■ WRITTEN INSTRUCTION 1: From the landlord dispute account, extract the passage that opens with the words containing "I digress. I" and closes with "to some neighbors.".
■ WRITTEN INSTRUCTION 2: Pick up the landlord dispute account after its final sentence and write what comes next.

■ SOURCE DOCUMENT:
## Begin

I talked about this on the show today a little bit – here’s the long version of the story, in text format so all the search engines can pick it up.
This is the story of how I almost beat up a tired, sociopath, middle-aged Tyler businessman this afternoon.
I’m referring, of course, to my landlord, Bert Powell. The whole verbal altercation started simply enough. The man, over the last year has stolen, by his own admission, around 3-5 campaign signs from either public property areas or from my house directly. Shortly after I left for work, he showed up at my apartment, and began berating my wife for an old bowl of rice I had poured out the window (we don’t have a garbage disposal), and the campaign sign I had placed in the window of our bedroom. She repeatedly asked him to stop yelling, and that he couldn’t come in, she was becoming upset, and the baby was kicking inside her. After about ten or fifteen minutes of her being verbally assaulted by Bert Powell, he then left.
She called me up shaken and asking me to come home, relaying part of the story, mostly that he yelled at her, and that he had upset her. I told her I’d stop by his office, and then come home.
My office, Bert’s office, and my apartment are all within a tenth of a mile from one another. I dropped by the office, and the hapless maintainence man was there, but of course, no Bert.
Whenever Bert sets an appointment, there’s about a fifty/fifty shot he’ll be there. It depends on whether you need something from him or he needs something from you. He hired me a few months ago to do some programming work for him. I put together a simple ticket management program for his maintainence crew. Whenever it came time to talk deployment and pay the bill, of course, he would return no phone calls or emails nor show up for meetings.
I digress. I apologized for laying into the maintainence man, but he said he understood why I was upset, and that he would relay the message. I don’t trust that method of getting to Bert, as it has usually failed me in the past, but I let it go and was prepared to go home and console my wife.
On my way out of the car, I decided to be charitable and to remove some stray pieces of the rice I had tossed out the window the night before. There, I spotted Bert talking to some neighbors.

## End

■ PROVIDED DATA:

## Begin

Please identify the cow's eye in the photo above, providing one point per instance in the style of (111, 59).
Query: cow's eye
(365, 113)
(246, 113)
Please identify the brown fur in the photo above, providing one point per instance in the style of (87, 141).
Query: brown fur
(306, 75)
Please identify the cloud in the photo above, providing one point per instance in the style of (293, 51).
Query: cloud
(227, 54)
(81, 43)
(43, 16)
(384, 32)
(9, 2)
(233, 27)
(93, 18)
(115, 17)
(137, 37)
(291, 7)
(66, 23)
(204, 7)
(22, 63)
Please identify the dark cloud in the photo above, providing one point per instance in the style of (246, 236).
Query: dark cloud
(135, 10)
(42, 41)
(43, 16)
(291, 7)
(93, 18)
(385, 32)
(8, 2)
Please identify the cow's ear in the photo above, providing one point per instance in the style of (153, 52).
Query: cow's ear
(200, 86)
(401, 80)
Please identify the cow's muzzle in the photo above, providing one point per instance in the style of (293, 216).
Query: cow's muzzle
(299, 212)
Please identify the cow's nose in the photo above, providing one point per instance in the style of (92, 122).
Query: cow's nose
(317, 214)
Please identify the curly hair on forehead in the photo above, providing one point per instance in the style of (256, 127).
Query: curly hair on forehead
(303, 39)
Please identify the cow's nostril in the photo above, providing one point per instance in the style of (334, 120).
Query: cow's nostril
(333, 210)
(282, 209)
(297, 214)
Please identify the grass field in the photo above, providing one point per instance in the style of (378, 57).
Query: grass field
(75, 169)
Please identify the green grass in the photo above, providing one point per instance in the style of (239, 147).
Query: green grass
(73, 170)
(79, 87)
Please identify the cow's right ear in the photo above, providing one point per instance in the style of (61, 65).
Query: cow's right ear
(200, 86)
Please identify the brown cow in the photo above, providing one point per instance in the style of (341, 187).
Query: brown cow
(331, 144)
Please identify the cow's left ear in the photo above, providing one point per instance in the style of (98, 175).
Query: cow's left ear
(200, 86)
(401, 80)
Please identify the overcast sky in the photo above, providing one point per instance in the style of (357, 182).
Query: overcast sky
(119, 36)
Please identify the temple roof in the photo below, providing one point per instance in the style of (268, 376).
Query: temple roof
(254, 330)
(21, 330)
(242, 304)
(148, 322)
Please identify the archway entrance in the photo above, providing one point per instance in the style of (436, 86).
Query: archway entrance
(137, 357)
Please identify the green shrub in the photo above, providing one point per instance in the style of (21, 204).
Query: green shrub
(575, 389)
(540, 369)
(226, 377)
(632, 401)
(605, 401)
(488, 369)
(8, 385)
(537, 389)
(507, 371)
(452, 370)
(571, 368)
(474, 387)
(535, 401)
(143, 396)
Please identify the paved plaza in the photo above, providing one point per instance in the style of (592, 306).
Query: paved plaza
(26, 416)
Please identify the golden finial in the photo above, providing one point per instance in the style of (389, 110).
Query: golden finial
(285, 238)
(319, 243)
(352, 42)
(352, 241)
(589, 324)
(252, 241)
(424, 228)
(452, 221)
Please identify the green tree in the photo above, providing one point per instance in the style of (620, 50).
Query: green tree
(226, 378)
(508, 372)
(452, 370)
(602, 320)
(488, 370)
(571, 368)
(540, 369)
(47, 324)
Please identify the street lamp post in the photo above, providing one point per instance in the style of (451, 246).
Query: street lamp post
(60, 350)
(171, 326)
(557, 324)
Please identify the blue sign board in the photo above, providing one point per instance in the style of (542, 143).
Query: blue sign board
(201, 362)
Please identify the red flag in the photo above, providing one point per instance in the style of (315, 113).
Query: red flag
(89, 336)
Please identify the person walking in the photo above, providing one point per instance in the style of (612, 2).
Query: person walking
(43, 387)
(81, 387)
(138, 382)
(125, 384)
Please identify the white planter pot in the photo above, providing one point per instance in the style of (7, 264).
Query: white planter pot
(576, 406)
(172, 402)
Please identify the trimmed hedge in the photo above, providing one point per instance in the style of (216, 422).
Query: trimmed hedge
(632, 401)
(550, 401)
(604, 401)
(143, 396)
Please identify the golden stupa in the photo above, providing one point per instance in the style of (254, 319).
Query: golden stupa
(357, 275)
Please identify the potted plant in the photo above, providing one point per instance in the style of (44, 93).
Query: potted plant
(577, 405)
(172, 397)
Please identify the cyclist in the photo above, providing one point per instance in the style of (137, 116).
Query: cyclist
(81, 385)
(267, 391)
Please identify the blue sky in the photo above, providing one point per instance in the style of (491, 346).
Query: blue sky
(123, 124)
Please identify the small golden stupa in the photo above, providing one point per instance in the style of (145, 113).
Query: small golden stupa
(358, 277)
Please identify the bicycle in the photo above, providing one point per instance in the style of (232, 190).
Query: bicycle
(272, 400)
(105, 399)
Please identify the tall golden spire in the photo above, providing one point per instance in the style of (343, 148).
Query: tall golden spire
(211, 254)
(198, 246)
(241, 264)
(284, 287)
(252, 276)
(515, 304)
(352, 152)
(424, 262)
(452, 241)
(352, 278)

## End

■ EXERCISE RESULT 1:
I digress. I apologized for laying into the maintainence man, but he said he understood why I was upset, and that he would relay the message. I don’t trust that method of getting to Bert, as it has usually failed me in the past, but I let it go and was prepared to go home and console my wife.
On my way out of the car, I decided to be charitable and to remove some stray pieces of the rice I had tossed out the window the night before. There, I spotted Bert talking to some neighbors.

■ EXERCISE RESULT 2:
A fence seperated us, and he approached the fence starting in on me, “Mr. Hopkins, I have some things you need to do….”
“Mr. Powell, let’s first begin with the fight you started with my wife who is nine months pregnant! You simply don’t start sh!t with a woman who is about to give birth!” I retorted.
The subsequent exchange of words is a little muddy in my mind, but I know I hurled some expletives at him since he then decided to escalate the argument instead of apologize. I do know that the jaws of the neighbors dropped when I kept on about him starting an argument with my expectant wife.
At some point, he said: “Fine, you’re evicted, and I’m calling the cops.” He then proceeded to run, not walk to his car, and peal out of the driveway.
I walked back around to the parking lot at a brisque pace to intercept him, as he was coming around the corner. He slowed his car down next to the parking lot and flipped me off and then tore off.
I jumped into the car, and sped away after him, chasing him effectively back to his office.
He ran up the stairs in such a manner I didn’t expect possible from a wimp like him (I don’t use the word wimp lightly here, as I myself am not a statuesque figure of manliness, but I definitely think the term wimp applies here). He stood at the top of his stairs looking down at me with arms at his hips and began berating me in much the same way I imagine he yelled at my wife, tossing out every minor infraction from the previous year and a half I’ve rented from him.
I, in colorful language, pointed out that in no uncertain terms I would not stand for him coming to my house ever again and yelling at my wife. He then accused me of abusing my wife, a claim that is absolutely ludicrous. During the course of this I had stepped up the stairway a bit, and he had come down a bit. We were nearly nose to nose at this point, and I was restraining myself not to escelate this argument to a physical one.
I told him that’s a ridiculous claim, and he recalled a bit of something my wife had supposedly said about being afraid of me.
I told him despite he being an ass and dead wrong about my abusing my wife, if he wanted to fight someone, instead of picking on pregnant women, he should choose someone like me, instead.
“That’s it,” he said. “I’m evicting you as of today.”
“On what grounds?” I queried.
“On the grounds that you’re on a month to month contract,” he replied.
He had me beat on that. For the last six months or so, I’ve been on month to month. He can legally terminate the rent agreement for no reason whatsoever, given he provides 30 days notice.
I reminded him that he wasn’t completely without wrongdoing in all this either: “You evict me, I’ll see you in court. You’ve broken into my household and stolen property.”
“I’ve not stolen anything from you,” he said.
“What about the campaign signs you admitted to stealing to my wife, you f*cktard,” I retorted. Yes. I got to use the word f*cktard in a sentence, one of the few highlights of today.
“I’m calling the cops,” he said, as he dialed 911 on his celphone.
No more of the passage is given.